• **Raw records**
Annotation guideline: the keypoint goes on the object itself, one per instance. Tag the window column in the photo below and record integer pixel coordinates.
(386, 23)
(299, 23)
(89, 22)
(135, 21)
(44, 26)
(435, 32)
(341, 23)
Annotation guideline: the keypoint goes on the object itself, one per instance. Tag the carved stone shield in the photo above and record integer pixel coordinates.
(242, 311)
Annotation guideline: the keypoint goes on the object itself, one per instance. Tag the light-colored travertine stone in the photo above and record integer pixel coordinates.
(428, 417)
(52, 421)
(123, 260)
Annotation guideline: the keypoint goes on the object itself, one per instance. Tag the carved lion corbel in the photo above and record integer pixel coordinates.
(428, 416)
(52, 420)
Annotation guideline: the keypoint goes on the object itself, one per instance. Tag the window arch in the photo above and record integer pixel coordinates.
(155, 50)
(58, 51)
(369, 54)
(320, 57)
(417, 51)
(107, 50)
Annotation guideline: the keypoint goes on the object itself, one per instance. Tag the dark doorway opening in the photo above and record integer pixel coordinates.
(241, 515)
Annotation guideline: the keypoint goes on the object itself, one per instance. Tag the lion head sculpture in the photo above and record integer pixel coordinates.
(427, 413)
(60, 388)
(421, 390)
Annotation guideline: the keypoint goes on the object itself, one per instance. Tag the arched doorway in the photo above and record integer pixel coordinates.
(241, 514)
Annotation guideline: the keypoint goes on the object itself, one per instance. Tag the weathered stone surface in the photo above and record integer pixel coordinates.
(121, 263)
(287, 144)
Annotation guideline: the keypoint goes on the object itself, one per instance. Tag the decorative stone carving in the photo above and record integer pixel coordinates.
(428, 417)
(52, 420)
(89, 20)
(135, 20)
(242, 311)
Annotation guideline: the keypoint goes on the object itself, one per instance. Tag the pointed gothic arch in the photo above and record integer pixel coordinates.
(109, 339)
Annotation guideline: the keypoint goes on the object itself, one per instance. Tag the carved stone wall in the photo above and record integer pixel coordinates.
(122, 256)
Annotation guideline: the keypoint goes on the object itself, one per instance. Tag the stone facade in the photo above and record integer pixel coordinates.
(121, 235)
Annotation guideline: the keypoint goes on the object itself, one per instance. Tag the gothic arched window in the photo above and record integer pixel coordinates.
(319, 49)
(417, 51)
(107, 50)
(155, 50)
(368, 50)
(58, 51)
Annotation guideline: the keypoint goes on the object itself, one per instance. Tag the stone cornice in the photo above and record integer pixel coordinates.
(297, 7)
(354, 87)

• **Written instruction**
Rewrite all the items above, changing "integer pixel coordinates" to "whole-number pixel coordinates" wherever it occurs and leaving everything else untouched.

• **Output below**
Annotation guideline: the keypoint goes on the object itself, one per instance. Tag the window column in the photo below and record whole-number pixel coordinates.
(386, 23)
(299, 23)
(89, 22)
(135, 21)
(44, 26)
(435, 32)
(341, 23)
Annotation guideline: the keypoint goes on the object itself, one per instance. Tag the carved stone shield in the photo above and record whole-number pixel coordinates.
(242, 311)
Annotation guideline: the keypoint goes on the object itself, one per instance. Tag the light-colored travertine stone in the photo above and record whole-number pixel coordinates.
(428, 417)
(52, 421)
(123, 260)
Annotation guideline: the keypoint goes on the object itself, one per instance. Tag the carved lion corbel in the photo above and record whole-number pixel coordinates.
(428, 416)
(52, 420)
Annotation guideline: the keypoint goes on the object itself, one per instance. Tag the window arch in the photo above and record whole-number pixel coordinates.
(155, 50)
(58, 51)
(369, 54)
(320, 57)
(417, 51)
(107, 50)
Annotation guideline: the keypoint goes on the object itself, one per instance. Tag the dark doorway opening in the photo above and record whole-number pixel coordinates.
(241, 515)
Annotation guideline: the keypoint goes on the object itself, one per instance. Tag the lion head sculpture in the photo above and record whole-number pixel coordinates.
(427, 413)
(60, 388)
(421, 390)
Annotation guideline: the keypoint goes on the object itself, one per instance. Tag the arched doorway in the photo above and record whole-number pixel coordinates.
(241, 514)
Annotation guideline: the keypoint goes on the object itself, one per instance. Tag the weathered stone surface in the photo above and record whole-number pixel coordinates.
(121, 263)
(287, 144)
Annotation guideline: the keypoint goes on the object itself, one per instance. Tag the decorative stone carving in the photo above and record whole-number pixel coordinates.
(428, 417)
(52, 420)
(89, 20)
(135, 20)
(242, 311)
Annotation guideline: the keypoint goes on the object itself, one per instance. Tag the pointed gothic arch in the photo above and record whole-number pixel coordinates.
(109, 339)
Annotation guideline: the keypoint goes on the object itself, one per instance. Tag the carved stone wall in the photo above and record whole-number pixel coordinates.
(122, 256)
Annotation guideline: the keypoint goes on the object itself, one per instance. Tag the stone facade in the photo above and record whole-number pixel coordinates.
(121, 235)
Annotation guideline: the keypoint goes on the object itself, one per instance. Tag the gothic arched window in the photo above and record whole-number pixel coordinates.
(319, 49)
(417, 51)
(107, 50)
(155, 50)
(368, 50)
(58, 51)
Annotation guideline: the keypoint goes on the object itself, one per instance. Tag the stone cornice in the photo above and record whole-number pixel coordinates.
(297, 7)
(354, 87)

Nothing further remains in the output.